## Exercise
What do you get when you write out, with no changes, the lines of the records from the line holding "Detection target: round banquet table" through the line holding "443,381 -> 695,498", both of those included?

## Input

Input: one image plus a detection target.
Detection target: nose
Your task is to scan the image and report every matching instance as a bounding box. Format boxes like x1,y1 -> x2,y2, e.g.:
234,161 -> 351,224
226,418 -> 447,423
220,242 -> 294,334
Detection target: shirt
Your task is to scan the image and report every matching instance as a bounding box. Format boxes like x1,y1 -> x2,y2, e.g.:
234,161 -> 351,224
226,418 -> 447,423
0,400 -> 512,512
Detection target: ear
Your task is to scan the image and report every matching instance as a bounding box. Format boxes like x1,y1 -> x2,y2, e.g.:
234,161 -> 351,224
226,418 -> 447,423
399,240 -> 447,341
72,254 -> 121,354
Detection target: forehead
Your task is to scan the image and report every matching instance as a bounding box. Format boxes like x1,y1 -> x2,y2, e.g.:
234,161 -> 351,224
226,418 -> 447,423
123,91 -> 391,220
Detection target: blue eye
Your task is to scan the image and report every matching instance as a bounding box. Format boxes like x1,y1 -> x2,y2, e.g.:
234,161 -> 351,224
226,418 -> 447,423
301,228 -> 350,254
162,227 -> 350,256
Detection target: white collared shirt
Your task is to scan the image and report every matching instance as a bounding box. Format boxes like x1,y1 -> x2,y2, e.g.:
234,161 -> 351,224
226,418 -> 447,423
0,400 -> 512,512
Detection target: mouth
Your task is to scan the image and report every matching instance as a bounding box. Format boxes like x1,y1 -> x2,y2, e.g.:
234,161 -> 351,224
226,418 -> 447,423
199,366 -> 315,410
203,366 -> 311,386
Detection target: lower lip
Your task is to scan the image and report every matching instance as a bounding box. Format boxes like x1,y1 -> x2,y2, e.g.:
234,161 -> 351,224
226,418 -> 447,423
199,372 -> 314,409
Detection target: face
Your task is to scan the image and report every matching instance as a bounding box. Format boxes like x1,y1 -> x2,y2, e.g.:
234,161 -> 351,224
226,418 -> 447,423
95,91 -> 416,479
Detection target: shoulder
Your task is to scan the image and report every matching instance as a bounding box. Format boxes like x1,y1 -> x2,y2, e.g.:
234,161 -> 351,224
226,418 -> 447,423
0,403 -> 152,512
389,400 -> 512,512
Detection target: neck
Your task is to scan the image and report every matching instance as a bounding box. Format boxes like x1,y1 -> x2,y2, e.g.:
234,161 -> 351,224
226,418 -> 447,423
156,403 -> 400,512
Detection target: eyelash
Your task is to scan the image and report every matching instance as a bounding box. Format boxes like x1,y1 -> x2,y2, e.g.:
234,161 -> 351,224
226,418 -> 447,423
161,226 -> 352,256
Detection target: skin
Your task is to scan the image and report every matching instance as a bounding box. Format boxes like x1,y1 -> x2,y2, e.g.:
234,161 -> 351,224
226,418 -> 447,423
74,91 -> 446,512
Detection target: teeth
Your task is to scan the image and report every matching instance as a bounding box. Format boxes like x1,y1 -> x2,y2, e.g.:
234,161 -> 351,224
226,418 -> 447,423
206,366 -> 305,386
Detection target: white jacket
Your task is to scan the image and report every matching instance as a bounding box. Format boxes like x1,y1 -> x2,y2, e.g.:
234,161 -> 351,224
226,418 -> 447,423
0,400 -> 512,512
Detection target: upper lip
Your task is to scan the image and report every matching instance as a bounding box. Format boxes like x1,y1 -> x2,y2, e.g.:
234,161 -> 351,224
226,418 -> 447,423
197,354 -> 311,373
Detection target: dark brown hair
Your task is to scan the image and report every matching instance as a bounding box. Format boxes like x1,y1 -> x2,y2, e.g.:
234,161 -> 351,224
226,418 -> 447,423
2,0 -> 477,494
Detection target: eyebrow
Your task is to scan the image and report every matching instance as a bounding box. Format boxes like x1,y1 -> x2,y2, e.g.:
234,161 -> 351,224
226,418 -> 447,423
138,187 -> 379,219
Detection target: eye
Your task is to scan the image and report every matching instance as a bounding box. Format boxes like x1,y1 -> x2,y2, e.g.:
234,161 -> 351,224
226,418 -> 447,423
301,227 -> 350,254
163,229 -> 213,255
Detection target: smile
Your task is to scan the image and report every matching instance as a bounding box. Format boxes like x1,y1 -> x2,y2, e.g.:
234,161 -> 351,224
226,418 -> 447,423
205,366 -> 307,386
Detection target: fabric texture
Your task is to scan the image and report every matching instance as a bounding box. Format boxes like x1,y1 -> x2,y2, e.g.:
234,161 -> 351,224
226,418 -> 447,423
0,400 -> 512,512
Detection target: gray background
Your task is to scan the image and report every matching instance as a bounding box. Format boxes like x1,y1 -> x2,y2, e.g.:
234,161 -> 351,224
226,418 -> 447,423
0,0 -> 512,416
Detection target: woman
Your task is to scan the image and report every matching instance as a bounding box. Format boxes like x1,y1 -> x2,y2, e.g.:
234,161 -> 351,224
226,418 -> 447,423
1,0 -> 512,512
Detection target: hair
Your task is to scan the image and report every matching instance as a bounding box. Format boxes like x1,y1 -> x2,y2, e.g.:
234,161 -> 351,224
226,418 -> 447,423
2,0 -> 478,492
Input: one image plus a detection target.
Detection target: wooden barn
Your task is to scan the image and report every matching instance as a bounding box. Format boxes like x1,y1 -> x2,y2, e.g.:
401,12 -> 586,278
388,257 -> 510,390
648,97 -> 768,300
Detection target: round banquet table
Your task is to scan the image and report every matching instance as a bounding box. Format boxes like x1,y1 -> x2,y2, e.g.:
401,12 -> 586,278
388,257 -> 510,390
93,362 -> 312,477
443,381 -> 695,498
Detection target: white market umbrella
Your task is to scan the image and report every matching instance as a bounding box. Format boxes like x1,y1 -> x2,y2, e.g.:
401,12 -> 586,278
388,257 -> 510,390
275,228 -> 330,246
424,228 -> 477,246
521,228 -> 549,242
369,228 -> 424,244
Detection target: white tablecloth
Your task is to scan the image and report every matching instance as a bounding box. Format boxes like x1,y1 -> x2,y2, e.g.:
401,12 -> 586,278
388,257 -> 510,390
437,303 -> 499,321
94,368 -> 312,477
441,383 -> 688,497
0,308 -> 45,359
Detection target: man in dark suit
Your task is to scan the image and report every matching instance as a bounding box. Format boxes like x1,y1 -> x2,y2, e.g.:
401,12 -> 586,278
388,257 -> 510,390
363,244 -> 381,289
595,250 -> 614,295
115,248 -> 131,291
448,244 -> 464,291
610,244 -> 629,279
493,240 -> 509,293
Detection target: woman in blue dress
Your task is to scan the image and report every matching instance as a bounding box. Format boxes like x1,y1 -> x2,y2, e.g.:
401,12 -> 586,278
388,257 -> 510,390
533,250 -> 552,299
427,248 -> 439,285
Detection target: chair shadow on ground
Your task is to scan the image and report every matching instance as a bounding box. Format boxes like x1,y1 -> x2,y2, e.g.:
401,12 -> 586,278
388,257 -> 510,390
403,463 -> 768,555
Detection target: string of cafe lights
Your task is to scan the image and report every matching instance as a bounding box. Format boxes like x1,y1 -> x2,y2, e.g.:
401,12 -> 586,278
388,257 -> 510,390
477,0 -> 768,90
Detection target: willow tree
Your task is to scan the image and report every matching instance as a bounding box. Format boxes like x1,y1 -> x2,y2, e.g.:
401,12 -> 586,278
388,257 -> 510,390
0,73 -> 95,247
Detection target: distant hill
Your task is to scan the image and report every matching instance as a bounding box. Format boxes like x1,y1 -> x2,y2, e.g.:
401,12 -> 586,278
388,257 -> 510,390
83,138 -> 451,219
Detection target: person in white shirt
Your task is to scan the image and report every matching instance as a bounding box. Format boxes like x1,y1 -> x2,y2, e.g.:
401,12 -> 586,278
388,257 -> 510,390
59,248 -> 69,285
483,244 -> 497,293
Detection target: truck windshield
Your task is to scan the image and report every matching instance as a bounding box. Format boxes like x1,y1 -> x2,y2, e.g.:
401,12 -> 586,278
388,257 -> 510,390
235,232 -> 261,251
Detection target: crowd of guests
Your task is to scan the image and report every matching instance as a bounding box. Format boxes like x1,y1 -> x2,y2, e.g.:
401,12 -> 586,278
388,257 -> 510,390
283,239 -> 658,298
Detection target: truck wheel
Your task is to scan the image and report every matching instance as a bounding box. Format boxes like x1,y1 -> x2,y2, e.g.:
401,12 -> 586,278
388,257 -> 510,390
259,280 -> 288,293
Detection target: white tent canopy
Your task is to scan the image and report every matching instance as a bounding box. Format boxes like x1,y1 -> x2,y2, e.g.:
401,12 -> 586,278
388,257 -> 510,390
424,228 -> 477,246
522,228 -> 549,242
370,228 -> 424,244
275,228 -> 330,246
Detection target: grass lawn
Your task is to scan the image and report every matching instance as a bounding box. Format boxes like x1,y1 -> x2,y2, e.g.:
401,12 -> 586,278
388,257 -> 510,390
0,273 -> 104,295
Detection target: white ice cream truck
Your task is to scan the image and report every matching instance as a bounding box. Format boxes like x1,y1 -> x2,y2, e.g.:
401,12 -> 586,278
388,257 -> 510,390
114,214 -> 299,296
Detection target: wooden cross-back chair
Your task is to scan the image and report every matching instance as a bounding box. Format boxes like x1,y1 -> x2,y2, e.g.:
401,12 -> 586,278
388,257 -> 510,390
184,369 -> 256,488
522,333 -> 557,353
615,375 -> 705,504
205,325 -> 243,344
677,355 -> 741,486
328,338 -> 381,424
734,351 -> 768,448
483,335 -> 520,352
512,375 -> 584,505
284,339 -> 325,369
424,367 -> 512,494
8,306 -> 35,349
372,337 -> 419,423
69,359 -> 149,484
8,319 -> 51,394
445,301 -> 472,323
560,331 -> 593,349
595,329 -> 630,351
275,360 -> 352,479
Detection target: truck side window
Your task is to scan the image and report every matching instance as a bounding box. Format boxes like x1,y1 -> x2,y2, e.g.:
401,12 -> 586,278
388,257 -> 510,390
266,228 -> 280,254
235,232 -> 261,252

## Correct answer
Detection target: round banquet table
Your task is to scan the image and report every matching instance as a bounding box. Format boxes like x1,y1 -> x2,y2, e.g.:
401,12 -> 586,278
388,257 -> 510,390
93,362 -> 312,477
443,381 -> 695,498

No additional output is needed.